What the exercise asks:
Reproduce the data starting at the line containing "Round 1, clue: Find the large" and ending at the line containing "[304,99,421,214]", requests included, and offset every bounding-box coordinate in the answers by -127.

Dataset content:
►

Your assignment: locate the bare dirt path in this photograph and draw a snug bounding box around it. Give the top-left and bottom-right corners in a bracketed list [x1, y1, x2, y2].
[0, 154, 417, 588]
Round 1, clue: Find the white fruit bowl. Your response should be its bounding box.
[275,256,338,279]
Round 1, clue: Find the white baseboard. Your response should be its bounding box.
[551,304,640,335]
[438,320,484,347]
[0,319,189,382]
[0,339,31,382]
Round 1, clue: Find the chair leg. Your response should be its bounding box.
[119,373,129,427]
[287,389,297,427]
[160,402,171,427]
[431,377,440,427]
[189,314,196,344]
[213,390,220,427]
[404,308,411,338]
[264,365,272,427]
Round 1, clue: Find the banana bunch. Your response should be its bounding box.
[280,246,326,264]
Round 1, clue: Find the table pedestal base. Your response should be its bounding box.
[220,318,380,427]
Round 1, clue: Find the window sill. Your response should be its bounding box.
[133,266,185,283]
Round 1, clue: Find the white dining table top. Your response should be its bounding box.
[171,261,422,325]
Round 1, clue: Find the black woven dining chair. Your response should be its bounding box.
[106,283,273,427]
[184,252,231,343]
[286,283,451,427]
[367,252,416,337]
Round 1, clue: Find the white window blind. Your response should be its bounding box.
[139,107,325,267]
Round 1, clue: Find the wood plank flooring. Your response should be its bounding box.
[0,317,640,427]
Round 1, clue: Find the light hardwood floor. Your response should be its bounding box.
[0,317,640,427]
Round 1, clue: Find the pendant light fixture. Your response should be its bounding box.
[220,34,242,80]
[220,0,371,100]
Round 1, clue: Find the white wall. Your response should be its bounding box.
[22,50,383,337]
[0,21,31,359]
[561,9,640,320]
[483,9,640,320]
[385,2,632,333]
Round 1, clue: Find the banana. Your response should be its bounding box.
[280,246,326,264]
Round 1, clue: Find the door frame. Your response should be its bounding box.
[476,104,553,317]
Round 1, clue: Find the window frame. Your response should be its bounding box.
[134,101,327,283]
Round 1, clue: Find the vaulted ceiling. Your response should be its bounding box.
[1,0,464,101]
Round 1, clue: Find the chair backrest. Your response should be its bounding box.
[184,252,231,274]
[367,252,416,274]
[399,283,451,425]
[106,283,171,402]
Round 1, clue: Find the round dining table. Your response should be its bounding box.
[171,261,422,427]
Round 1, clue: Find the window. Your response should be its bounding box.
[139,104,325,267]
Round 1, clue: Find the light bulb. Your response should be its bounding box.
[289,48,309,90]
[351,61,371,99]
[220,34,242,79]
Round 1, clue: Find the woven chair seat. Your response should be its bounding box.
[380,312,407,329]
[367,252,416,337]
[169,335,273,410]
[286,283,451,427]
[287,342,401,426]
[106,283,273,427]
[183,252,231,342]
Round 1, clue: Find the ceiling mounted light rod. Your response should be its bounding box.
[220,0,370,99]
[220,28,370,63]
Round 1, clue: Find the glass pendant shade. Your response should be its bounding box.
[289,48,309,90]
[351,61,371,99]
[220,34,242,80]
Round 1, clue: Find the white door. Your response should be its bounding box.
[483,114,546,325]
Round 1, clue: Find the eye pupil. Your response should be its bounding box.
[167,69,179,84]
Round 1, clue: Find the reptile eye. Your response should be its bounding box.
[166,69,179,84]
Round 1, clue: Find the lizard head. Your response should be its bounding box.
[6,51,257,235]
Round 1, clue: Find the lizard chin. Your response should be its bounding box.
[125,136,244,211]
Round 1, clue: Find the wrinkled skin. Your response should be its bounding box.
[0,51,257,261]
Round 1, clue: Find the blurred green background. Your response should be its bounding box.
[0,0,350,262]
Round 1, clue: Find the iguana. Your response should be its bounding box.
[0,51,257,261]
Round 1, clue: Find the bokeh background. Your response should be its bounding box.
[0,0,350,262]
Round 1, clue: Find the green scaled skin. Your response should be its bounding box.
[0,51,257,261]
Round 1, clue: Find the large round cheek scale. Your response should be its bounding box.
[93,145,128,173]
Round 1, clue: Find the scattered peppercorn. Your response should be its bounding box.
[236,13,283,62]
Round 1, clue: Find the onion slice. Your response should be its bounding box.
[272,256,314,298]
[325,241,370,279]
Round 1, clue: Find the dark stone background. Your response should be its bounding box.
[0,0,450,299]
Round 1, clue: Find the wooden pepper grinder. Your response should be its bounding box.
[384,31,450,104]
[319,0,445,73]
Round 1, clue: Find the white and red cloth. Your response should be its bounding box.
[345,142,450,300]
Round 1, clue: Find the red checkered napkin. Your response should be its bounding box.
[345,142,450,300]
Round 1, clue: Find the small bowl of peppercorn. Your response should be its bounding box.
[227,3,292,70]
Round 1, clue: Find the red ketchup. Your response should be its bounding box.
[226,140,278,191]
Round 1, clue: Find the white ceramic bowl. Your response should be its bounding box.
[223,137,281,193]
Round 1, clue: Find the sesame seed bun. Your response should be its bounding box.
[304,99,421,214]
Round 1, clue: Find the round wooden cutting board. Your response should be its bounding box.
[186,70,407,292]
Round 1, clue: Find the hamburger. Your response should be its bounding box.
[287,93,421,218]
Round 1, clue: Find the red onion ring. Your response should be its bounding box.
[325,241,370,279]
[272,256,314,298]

◄

Result of this task:
Round 1, clue: Find the large round cheek scale. Your response should be its bounding box.
[-34,18,1,46]
Round 1, clue: Find the scattered peppercorn. Your response should be its bounding box.
[109,-114,156,-65]
Round 1, clue: Find the onion slice. Your response should be its bounding box.
[145,129,187,171]
[198,114,243,152]
Round 1, clue: Find the dark stone background. Your response should be its bounding box.
[-127,-127,323,172]
Round 1, clue: Find the wooden pepper grinder. Your response should be its bounding box.
[257,-96,323,-23]
[192,-127,318,-54]
Round 1, clue: Find the white and red cloth. Your response should be its bounding box.
[218,15,323,173]
Round 1, clue: Find the red checkered napkin. Your response should be its bounding box.
[218,15,323,173]
Round 1, clue: Find the small bowl of peppercorn. Your response should be its bounding box.
[100,-124,165,-57]
Round 1, clue: Find the red ketchup. Your response should be its bounding box.
[99,13,151,64]
Round 1, clue: Find the white ceramic bowl. Your response should be its bounding box.
[96,10,154,66]
Round 1, clue: Find the sesame seed bun. Your response should be its bounding box.
[177,-28,294,87]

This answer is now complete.